Entries provided: Begin

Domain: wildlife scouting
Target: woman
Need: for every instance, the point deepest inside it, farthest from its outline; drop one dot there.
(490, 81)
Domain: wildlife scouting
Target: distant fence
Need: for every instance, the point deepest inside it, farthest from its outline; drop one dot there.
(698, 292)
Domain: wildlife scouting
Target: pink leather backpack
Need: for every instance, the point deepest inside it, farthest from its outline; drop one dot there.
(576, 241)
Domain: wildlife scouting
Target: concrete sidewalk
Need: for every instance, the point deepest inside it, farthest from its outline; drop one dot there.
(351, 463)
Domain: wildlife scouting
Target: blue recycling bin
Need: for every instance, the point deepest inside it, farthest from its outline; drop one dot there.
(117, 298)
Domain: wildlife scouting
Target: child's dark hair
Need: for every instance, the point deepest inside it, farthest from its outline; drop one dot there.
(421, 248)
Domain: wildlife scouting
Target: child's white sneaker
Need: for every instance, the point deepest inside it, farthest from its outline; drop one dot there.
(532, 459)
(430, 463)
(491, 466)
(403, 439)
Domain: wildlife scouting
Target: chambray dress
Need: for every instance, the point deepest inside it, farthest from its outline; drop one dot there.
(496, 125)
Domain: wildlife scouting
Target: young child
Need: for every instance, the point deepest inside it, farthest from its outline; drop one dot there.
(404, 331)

Entries provided: End

• _Exercise_:
From the data above, copy out every line with the string "child" in it.

• _Solution to this exercise_:
Target: child's dark hair
Target: child's white sneaker
Target: young child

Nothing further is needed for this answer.